# Отрывок для чтения
........

И чем клятвеннее звучали подобные заверения, тем чудовищнее выглядели фальсификации истории. Чудовищнее именно потому, что читатель не подозревал о подмене, а кукольники и булгарины были в достаточной мере мастеровиты, чтобы заставить верить в свои 'вымыслы'.
Но если рассматривать исторические романы Вельтмана только на этом фоне литературной борьбы за историческую достоверность, они вполне могут попасть в разряд исторически недостоверных. Не потому, что действительно являются таковыми, а потому, что не укладываются в привычные представления об исторической романистике. Как, впрочем, и все его творчество в соотнесении с любым литературным явлением 20-30-х, 40-50-х или же 60-х годов, будь то романтизм, основные черты которого сохранили почти все его произведения, или же реализм, жанр социально-бытового романа в 'Приключениях, почерпнутых из моря житейского' в соотнесении с реалистическими и социально-бытовыми романами 50-60-х годов. В этом отношении Белинский, пожалуй, наиболее точно определил и место, и значение Вельтмана в истории русской литературы, и основную причину, почему он «выпал» из нее. 'Талант Вельтмана, — писал он в 1836 году, — самобытен и оригинален в высочайшей степени, он никому не подражает, и ему никто не может подражать. Он создал какой-то особый, ни для кого не доступный мир, его взгляд и его слог тоже принадлежат одному ему'.

........

# Перечень материала
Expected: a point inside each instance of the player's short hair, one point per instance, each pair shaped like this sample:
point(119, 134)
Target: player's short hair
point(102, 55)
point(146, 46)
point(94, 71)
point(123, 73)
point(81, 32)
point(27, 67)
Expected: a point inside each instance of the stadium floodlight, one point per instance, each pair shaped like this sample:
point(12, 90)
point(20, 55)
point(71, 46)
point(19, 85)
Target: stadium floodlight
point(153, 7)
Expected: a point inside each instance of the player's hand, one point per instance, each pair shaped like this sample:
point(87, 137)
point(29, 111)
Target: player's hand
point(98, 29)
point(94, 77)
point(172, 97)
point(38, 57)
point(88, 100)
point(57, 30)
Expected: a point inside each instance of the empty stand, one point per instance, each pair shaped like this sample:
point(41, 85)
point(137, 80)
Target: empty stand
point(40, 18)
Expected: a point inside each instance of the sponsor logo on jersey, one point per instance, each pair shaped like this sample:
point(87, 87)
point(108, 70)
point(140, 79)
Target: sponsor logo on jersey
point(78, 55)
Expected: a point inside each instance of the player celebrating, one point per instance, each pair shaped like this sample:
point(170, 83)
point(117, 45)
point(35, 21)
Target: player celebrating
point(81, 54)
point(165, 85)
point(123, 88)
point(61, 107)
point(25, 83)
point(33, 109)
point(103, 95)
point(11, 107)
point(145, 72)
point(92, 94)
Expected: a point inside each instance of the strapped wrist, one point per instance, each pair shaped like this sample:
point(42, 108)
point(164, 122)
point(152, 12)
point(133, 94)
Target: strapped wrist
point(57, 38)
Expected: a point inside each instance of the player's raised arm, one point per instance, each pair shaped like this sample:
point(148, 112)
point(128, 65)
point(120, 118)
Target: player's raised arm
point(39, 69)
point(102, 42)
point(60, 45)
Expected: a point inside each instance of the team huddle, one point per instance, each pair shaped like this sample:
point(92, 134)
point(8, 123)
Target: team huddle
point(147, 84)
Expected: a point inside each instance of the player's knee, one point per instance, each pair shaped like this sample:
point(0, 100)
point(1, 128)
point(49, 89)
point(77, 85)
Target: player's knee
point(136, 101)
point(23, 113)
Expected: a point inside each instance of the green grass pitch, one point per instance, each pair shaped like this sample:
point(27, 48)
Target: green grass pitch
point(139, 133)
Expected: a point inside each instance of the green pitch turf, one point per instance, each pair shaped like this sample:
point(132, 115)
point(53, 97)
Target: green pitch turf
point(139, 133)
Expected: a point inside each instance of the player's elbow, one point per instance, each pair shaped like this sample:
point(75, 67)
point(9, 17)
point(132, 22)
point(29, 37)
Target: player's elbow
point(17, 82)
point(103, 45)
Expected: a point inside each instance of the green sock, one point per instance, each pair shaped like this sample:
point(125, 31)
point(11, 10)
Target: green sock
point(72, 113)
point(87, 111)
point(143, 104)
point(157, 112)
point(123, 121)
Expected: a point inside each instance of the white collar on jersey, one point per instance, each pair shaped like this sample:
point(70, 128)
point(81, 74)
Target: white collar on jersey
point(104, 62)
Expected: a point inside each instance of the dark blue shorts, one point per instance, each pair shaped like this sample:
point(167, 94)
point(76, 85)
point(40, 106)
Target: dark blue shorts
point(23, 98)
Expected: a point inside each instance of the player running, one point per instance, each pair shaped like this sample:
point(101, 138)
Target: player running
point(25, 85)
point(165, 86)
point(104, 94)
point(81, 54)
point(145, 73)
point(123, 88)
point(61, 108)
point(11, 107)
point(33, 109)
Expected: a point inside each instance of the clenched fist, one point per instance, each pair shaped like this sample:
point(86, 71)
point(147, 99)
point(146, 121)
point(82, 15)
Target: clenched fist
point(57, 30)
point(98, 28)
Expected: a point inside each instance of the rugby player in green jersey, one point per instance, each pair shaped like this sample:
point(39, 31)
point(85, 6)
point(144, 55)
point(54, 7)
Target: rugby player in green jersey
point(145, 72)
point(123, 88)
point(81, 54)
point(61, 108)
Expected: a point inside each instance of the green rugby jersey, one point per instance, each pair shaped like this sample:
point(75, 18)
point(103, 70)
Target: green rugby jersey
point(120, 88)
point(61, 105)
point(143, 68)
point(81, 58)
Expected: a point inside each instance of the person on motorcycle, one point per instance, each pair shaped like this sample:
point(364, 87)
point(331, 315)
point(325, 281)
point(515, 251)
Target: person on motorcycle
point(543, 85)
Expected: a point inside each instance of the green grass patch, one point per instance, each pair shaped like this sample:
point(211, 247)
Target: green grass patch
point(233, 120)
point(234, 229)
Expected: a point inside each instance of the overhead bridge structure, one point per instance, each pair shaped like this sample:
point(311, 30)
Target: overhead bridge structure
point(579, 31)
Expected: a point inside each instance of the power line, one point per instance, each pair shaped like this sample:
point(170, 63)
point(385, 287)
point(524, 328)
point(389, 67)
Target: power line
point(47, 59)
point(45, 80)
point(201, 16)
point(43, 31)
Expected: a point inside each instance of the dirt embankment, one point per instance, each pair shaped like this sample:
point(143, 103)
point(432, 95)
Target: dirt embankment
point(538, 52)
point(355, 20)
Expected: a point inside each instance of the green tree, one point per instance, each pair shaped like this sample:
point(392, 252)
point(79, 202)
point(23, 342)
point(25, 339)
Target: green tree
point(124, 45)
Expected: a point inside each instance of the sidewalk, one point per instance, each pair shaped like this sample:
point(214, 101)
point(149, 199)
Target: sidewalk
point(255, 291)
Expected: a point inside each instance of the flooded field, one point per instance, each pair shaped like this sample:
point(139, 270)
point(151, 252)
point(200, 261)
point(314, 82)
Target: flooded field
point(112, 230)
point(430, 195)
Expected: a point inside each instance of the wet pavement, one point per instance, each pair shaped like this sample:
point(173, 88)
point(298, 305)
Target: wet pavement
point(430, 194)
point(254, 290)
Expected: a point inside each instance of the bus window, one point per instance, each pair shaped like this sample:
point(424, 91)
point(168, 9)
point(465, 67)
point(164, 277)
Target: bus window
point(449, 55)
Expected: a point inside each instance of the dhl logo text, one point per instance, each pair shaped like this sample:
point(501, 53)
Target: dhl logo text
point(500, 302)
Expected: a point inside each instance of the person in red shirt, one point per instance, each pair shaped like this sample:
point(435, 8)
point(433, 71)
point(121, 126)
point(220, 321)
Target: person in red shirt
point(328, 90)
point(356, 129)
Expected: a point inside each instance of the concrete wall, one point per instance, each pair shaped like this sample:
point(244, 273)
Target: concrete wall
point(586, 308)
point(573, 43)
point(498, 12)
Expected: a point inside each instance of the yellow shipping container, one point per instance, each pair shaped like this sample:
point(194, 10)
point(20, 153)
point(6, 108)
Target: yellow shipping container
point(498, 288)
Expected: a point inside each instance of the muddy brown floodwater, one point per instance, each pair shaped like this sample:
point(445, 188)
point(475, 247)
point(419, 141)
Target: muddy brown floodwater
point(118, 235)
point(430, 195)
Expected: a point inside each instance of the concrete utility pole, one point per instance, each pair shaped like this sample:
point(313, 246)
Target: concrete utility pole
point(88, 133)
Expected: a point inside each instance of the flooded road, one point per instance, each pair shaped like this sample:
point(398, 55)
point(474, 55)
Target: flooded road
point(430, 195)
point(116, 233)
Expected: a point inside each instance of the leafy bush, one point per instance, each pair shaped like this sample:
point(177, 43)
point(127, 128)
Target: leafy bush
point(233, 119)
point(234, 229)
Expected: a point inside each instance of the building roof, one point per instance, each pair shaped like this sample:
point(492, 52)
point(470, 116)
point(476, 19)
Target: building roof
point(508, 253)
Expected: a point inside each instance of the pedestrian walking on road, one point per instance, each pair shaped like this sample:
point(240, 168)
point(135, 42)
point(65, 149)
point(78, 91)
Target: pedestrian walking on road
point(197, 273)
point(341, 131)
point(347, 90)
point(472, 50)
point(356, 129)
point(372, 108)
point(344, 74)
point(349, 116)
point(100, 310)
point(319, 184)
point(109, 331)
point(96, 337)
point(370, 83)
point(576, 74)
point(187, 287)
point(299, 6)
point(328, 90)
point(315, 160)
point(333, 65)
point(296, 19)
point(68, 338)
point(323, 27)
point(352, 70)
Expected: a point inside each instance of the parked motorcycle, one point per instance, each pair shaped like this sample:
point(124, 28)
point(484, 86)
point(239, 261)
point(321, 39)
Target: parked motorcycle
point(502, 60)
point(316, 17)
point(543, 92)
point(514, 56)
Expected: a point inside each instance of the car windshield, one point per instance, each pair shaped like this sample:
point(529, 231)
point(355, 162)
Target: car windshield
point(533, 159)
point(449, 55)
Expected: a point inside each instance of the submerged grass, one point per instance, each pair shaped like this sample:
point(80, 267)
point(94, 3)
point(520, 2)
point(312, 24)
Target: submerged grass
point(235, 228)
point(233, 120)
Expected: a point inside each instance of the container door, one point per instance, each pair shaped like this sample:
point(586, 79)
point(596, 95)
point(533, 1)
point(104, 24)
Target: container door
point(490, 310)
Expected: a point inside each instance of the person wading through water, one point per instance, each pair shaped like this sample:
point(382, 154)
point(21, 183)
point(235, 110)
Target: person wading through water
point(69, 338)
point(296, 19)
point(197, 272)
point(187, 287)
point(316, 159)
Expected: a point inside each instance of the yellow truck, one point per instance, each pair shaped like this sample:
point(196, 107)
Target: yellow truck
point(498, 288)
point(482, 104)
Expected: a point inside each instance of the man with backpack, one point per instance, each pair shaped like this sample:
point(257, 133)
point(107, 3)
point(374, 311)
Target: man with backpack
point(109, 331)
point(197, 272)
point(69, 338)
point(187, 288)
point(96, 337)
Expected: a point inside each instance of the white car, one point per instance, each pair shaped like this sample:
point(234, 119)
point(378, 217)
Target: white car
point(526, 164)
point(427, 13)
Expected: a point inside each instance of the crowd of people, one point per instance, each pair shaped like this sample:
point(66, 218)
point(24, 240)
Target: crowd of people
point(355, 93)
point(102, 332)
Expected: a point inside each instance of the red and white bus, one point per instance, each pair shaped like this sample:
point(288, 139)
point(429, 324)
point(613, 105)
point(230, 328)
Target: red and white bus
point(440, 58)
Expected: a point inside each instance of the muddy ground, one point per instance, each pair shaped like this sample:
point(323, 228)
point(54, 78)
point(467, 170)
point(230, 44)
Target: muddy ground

........

# Задание 1
Перепишите без изменений часть отрывка о романах Вельтмана, начиная со слов «И чем клятвеннее» и вплоть до слов «в свои 'вымыслы'.».
# Задание 2
Допишите следующую часть отрывка о творчестве Вельтмана, начав сразу после его последней фразы.

# Результат 1
И чем клятвеннее звучали подобные заверения, тем чудовищнее выглядели фальсификации истории. Чудовищнее именно потому, что читатель не подозревал о подмене, а кукольники и булгарины были в достаточной мере мастеровиты, чтобы заставить верить в свои 'вымыслы'.

# Результат 2
Но любое литературное явление, пусть даже абсолютно оригинальное, не существует изолированно, само по себе, вне историко-литературного контекста своего — и не только своего — времени. Значит, надо попытаться найти более точные его временные или жанровые координаты, выявить ошибку в их определении.
Иначе даже современному читателю, уже достаточно искушенному в разных стилевых манерах отечественной и зарубежной романистики, тоже будет нелегко «расшифровать» систему образов и языка Вельтмана, поскольку для этого нужны хоть какие-то аналогии. Здесь же поиски аналогий могут любого завести в тупик (на что, собственно, и рассчитывал Вельтман). Тем не менее такие аналогии есть, только не там, где мы их ищем, — не в исторической романистике.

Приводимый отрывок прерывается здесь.